#### RECORDED DATA ####

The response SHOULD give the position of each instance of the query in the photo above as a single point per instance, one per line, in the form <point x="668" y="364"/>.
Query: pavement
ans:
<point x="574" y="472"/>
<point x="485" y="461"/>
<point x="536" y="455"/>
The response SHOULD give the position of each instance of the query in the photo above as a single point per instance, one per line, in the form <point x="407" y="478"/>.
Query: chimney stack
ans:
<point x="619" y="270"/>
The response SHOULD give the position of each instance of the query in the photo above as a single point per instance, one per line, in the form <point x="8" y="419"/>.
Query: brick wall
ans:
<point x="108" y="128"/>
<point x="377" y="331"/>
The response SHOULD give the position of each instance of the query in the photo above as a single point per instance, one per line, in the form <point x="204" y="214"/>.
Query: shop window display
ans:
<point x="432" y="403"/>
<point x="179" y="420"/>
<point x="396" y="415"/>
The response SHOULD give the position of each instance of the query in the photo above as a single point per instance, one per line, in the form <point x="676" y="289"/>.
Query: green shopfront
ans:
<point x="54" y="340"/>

####
#### RECORDED DATA ####

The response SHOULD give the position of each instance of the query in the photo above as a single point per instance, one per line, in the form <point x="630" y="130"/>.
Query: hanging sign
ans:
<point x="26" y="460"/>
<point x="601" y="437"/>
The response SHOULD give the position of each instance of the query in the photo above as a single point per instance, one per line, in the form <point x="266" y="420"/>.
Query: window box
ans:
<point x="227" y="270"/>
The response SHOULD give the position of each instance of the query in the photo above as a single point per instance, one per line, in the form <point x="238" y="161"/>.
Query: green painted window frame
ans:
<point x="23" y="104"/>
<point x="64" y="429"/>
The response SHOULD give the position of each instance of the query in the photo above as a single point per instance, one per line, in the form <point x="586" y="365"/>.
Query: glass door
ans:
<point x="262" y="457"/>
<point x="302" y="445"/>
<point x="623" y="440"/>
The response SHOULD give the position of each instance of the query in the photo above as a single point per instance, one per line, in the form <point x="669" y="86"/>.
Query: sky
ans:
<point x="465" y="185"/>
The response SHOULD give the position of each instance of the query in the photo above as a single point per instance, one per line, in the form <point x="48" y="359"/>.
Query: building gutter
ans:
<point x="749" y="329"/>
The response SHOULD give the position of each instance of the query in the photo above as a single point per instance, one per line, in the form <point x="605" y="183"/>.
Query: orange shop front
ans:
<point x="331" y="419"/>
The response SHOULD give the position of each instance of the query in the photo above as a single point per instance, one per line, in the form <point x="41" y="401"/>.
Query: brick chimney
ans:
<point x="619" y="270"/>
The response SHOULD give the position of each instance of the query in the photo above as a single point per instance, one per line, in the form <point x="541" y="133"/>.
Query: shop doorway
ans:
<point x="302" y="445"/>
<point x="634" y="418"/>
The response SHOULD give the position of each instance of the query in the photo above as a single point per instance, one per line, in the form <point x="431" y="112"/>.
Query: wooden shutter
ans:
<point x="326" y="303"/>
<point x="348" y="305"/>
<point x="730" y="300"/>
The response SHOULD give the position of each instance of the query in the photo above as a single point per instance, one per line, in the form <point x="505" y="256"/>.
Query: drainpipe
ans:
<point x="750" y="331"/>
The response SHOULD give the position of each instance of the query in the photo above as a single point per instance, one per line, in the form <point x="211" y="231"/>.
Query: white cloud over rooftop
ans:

####

_ACTIVITY_
Wherever a line contains the string "window", copy that line from the data.

_RESPONSE AREA_
Query: shop window display
Query: window box
Query: green painted window frame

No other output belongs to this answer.